● Information given:
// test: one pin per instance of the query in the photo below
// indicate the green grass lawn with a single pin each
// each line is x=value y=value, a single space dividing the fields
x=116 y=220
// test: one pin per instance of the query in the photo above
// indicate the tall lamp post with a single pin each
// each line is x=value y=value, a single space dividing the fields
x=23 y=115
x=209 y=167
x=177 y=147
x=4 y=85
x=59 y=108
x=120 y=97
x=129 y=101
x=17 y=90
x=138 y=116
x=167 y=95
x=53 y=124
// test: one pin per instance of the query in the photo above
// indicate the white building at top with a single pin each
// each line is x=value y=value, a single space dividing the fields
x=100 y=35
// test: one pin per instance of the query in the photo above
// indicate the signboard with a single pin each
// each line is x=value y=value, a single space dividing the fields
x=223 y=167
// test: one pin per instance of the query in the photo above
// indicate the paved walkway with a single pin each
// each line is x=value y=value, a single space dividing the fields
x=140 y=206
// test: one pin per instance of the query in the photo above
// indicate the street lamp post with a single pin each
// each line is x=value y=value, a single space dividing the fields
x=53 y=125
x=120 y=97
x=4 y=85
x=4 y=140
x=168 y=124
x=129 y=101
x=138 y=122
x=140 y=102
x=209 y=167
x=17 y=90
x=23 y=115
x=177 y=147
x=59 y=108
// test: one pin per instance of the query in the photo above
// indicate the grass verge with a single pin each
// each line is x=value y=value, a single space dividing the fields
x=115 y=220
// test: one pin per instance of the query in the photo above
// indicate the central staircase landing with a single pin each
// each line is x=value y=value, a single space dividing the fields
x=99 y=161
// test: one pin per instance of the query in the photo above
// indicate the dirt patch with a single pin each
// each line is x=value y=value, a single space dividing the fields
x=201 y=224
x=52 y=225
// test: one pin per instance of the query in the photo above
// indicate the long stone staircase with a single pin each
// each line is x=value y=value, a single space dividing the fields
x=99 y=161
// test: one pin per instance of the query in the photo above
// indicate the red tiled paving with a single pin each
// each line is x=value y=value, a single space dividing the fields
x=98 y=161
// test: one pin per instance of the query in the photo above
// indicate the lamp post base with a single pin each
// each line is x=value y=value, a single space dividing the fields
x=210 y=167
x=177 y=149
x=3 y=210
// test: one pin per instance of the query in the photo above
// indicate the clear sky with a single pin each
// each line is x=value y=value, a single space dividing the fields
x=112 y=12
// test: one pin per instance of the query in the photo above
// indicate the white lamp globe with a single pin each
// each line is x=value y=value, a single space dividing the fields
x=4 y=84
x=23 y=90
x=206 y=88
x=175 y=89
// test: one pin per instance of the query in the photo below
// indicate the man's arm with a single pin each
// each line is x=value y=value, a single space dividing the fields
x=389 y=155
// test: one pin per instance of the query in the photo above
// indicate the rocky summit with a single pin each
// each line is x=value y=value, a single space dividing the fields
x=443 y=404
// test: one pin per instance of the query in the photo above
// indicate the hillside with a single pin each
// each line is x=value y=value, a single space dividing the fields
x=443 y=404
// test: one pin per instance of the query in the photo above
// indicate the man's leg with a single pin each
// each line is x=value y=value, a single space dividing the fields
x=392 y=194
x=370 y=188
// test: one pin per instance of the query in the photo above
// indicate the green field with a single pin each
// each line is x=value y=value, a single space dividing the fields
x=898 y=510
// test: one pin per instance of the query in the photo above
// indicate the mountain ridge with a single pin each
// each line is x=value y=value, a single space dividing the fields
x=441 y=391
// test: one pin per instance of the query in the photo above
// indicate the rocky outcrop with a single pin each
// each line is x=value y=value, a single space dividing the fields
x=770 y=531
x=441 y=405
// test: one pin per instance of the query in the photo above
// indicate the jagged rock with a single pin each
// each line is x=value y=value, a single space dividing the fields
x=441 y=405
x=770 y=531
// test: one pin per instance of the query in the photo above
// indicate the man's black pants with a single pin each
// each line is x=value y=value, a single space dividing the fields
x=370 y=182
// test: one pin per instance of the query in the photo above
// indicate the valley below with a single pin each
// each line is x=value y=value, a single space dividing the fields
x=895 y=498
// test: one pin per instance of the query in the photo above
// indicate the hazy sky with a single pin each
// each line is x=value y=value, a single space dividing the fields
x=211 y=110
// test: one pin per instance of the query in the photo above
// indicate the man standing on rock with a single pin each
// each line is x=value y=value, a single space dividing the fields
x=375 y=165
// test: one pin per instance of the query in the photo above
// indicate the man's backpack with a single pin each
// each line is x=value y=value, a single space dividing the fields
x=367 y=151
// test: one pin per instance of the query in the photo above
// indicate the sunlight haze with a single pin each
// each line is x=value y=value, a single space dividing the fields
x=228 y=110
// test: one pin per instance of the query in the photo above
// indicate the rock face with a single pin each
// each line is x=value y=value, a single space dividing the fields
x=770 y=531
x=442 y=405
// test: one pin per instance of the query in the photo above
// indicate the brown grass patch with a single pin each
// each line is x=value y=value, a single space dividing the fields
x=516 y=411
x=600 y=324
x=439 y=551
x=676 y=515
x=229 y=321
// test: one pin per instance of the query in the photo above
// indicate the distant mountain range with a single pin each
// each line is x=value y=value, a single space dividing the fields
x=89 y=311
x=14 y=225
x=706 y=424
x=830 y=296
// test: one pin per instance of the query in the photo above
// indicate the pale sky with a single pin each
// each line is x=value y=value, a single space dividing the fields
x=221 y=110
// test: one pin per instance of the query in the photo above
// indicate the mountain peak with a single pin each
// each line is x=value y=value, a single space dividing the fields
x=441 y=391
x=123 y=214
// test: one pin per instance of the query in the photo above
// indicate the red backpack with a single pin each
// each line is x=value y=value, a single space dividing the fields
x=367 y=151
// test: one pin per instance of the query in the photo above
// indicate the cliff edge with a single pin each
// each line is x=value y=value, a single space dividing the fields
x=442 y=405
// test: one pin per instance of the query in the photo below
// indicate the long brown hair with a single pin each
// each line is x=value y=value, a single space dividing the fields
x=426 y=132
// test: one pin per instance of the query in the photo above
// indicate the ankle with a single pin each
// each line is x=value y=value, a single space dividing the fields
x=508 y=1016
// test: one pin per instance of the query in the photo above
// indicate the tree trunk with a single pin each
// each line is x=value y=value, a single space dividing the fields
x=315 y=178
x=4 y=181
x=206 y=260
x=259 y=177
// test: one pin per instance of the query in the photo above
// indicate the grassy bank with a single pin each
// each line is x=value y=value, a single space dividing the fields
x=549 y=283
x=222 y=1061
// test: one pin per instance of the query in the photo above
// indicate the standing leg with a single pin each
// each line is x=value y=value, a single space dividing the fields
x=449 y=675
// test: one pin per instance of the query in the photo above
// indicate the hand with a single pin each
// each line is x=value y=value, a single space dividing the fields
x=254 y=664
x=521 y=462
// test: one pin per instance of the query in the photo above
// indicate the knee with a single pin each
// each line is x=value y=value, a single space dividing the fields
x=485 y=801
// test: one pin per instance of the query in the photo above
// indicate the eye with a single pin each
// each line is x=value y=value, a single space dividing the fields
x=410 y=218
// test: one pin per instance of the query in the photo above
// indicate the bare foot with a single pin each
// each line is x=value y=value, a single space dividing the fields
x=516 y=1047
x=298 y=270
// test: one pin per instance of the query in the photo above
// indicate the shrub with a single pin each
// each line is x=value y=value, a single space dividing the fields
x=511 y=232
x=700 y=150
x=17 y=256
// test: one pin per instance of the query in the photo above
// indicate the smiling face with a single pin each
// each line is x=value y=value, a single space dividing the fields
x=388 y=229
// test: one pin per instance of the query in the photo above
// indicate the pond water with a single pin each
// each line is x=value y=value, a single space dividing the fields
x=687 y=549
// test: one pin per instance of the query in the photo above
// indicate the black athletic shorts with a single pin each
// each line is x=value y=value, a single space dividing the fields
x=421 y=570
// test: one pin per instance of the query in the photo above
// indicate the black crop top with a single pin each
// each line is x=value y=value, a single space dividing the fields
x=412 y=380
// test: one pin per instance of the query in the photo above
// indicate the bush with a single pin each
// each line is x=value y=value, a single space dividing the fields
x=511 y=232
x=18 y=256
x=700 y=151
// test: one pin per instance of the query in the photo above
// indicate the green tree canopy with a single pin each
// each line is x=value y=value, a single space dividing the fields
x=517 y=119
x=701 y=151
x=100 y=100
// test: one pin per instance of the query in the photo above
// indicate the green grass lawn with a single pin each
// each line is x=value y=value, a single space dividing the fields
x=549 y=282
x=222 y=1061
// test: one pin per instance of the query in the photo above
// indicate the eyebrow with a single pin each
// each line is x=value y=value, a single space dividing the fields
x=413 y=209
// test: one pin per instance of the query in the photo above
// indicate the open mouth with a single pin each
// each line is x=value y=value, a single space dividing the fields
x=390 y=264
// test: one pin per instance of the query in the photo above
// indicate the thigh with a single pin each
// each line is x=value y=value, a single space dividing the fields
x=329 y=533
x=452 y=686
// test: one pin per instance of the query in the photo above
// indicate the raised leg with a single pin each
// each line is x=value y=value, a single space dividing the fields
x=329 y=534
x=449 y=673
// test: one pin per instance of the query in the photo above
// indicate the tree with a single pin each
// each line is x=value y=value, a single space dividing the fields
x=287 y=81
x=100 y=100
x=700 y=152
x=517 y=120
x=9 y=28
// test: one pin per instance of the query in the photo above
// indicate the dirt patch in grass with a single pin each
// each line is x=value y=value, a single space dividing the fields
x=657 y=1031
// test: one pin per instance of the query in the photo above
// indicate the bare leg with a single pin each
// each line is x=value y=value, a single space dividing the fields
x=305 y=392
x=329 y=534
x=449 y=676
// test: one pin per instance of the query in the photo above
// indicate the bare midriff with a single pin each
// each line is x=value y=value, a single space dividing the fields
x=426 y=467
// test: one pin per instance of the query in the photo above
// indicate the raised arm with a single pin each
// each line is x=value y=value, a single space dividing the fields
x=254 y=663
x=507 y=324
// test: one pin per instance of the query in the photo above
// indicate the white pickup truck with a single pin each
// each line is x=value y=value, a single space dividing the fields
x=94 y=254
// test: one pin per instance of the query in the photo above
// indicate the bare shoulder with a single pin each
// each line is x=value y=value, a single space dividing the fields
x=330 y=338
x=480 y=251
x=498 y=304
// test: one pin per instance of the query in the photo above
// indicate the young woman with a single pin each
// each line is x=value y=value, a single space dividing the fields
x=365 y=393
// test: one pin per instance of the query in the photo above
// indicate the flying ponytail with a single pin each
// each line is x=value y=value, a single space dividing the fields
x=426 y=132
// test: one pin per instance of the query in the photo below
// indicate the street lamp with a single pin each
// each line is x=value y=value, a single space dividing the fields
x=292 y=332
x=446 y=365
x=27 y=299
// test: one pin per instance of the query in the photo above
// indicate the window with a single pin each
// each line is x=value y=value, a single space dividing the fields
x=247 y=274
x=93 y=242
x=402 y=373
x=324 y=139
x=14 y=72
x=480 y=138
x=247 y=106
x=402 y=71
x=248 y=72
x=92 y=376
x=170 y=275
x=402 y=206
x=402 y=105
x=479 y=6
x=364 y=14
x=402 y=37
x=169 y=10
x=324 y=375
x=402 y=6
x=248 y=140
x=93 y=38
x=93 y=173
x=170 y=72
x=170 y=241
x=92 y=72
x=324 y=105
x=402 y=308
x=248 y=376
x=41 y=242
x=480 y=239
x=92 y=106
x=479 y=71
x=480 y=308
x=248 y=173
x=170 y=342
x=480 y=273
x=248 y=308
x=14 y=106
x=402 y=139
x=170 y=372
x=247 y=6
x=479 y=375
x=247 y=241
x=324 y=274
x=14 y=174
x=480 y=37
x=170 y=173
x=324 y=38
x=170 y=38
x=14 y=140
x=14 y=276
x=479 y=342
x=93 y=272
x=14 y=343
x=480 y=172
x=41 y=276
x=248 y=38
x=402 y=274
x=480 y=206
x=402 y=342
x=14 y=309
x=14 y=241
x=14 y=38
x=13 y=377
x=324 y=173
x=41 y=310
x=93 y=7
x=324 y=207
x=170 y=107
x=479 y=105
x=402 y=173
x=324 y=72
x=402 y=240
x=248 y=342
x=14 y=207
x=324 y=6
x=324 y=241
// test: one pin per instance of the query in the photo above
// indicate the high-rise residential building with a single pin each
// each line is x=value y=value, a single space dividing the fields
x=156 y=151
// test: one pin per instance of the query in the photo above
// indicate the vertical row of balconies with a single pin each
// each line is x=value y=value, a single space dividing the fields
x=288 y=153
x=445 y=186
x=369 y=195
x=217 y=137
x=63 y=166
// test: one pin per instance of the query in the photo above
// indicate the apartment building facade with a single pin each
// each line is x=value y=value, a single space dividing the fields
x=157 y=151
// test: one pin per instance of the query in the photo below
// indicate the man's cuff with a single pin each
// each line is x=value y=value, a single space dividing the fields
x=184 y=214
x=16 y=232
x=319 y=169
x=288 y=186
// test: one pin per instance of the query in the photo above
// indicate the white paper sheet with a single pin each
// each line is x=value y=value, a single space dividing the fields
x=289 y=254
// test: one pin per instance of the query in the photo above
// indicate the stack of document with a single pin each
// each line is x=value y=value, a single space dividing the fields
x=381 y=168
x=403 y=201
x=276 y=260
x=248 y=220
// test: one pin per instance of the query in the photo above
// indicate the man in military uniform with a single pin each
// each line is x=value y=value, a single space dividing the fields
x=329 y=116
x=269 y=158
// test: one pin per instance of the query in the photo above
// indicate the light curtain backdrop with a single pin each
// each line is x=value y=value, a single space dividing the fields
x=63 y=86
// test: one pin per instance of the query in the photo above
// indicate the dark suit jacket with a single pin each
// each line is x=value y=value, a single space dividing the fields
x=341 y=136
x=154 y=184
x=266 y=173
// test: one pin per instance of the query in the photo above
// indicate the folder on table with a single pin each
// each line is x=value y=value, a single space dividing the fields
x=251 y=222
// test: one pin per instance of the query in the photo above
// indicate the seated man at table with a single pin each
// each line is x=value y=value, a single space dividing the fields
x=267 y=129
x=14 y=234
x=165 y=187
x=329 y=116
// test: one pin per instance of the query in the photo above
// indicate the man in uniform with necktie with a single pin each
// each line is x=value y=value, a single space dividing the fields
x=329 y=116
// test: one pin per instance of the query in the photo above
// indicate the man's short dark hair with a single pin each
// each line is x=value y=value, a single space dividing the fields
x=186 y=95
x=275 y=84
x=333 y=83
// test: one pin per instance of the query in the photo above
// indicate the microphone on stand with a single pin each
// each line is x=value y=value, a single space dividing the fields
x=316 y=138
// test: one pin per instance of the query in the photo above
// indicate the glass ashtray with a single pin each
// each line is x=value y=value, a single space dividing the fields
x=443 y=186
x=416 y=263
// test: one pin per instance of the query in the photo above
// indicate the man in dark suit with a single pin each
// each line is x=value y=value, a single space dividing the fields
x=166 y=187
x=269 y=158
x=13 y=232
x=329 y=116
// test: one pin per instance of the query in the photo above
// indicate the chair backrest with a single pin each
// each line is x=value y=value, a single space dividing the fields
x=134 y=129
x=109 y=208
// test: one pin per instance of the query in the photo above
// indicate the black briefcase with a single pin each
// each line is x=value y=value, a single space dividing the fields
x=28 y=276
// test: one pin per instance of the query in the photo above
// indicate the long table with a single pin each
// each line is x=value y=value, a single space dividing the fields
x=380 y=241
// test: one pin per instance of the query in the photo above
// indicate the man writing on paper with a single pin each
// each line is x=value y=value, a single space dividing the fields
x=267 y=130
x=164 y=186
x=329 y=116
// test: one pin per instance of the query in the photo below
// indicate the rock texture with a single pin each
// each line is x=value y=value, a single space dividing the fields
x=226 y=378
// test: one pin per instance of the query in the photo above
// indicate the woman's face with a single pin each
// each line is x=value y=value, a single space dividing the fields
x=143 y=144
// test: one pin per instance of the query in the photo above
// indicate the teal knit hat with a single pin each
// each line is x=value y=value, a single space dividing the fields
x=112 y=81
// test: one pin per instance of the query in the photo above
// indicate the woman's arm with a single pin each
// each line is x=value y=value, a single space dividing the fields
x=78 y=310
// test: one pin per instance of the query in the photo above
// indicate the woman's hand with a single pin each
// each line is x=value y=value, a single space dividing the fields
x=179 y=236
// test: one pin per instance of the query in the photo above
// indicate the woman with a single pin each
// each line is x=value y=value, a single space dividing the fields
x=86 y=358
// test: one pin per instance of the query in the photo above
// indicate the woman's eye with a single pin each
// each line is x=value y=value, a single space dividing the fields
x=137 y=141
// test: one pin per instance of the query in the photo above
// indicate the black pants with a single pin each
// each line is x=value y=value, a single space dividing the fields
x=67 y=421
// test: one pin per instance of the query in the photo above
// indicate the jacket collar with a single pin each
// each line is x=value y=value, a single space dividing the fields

● Exercise details: Once you find the line containing "tall lamp post with a single pin each", stop: reproduce exactly that line and every line of the data before it, and nothing else.

● Problem solution:
// test: one pin per instance of the query in the photo below
// indicate the green grass lawn with a single pin each
// each line is x=value y=value, a single space dividing the fields
x=116 y=220
// test: one pin per instance of the query in the photo above
// indicate the tall lamp post with a single pin each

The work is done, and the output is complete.